* Set problem *
Present the records below as a numbered list, skipping any blank lines and leaving out the pictures.

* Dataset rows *
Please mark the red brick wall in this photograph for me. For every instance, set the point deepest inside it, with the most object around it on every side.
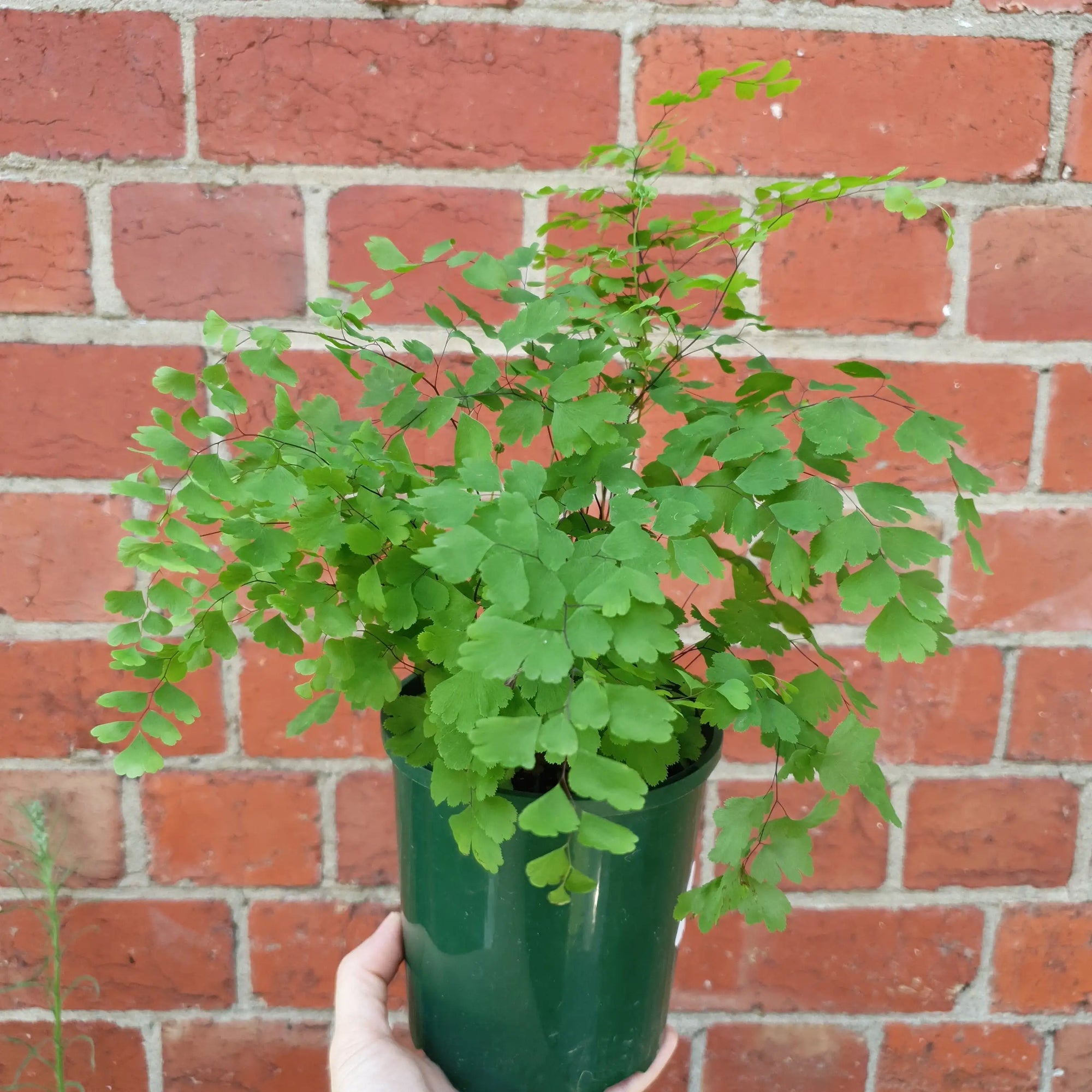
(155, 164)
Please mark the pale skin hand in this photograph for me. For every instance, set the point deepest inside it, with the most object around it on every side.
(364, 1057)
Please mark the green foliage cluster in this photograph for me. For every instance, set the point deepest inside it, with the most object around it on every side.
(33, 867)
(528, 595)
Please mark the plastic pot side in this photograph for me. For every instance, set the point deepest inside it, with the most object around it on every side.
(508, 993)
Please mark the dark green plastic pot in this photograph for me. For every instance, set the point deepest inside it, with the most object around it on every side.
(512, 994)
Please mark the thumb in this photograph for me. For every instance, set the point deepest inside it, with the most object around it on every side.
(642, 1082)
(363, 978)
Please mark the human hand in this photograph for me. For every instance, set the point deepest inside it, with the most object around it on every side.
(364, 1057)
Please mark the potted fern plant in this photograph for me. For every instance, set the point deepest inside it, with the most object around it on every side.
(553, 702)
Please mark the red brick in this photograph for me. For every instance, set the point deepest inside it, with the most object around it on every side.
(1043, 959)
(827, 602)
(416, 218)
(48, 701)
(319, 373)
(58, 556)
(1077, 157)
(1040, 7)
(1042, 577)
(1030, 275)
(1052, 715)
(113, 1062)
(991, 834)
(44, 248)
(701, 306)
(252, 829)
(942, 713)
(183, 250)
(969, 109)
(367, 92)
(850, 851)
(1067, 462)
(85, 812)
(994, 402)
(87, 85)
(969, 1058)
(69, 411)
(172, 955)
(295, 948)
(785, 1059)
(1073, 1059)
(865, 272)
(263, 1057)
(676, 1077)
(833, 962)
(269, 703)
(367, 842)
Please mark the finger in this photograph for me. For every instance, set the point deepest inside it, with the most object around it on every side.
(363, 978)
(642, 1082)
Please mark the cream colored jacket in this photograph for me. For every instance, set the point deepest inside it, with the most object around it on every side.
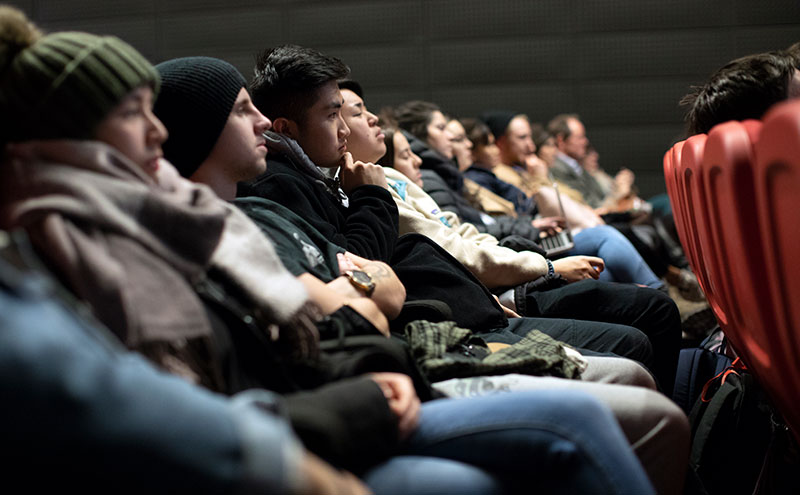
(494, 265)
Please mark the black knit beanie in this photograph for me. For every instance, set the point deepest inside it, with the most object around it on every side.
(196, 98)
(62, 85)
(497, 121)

* Solution to the problem *
1. Please mark the red brick wall in this photograph for me. For every instance, set the point deepest inside it, with the most object around it on every side.
2. (155, 164)
3. Please mark the pale skin hand in this photograph for me. For every instance, set the point deepest inside it, with the most object around it on every side.
4. (364, 1057)
5. Please mark the green foliage cluster in this photograph for me. For every instance, set the point deepest inside it, with the most object around it on every side.
6. (33, 867)
7. (528, 595)
8. Please mark the plastic pot side in this photograph for me. For every instance, set the point deepest inside it, with the most object around it on every side.
9. (508, 993)
10. Please mark the dark green plastic pot in this photograph for me. For every instance, set the point deepest inside it, with the most object around it on every side.
11. (512, 994)
12. Please mark the thumb in this photograph for me. For every instance, set the point deepest inside it, with the most object around it on every side.
13. (642, 1082)
14. (363, 978)
15. Please mark the human hand in this photograph for me. For every instance, set the point deepest inside it, with the most object around it on every side.
16. (364, 1057)
17. Please mark the potted fern plant in this photograph for me. For every instance, set the point deepest inside it, with the most object around it on every side.
18. (553, 702)
19. Please mark the red brick in this photograph for me. For every instance, set the point deepest inside it, with the most object around it on every side.
20. (1043, 959)
21. (827, 602)
22. (416, 218)
23. (48, 701)
24. (319, 373)
25. (58, 556)
26. (1077, 157)
27. (1040, 7)
28. (1042, 577)
29. (1030, 275)
30. (1052, 715)
31. (113, 1062)
32. (991, 834)
33. (44, 248)
34. (701, 306)
35. (252, 829)
36. (942, 713)
37. (183, 250)
38. (969, 109)
39. (367, 92)
40. (850, 851)
41. (1067, 462)
42. (85, 812)
43. (994, 402)
44. (87, 85)
45. (969, 1058)
46. (69, 411)
47. (172, 955)
48. (295, 948)
49. (785, 1059)
50. (1073, 1059)
51. (865, 272)
52. (263, 1057)
53. (676, 1077)
54. (833, 962)
55. (269, 703)
56. (367, 842)
57. Please mark the finger in this photograph for me. For every instance, set the point deepest inside it, with the most object around it on every side.
58. (363, 978)
59. (642, 1082)
60. Please mark the cream colored jacket in this photograph for me. For every instance, set the point deepest inside it, with the most object around it on every side.
61. (494, 265)
62. Please mark the black knit beanie in this photograph for me. For every instance, set the point deepest inside it, with the most object around it on every side.
63. (196, 98)
64. (62, 85)
65. (497, 121)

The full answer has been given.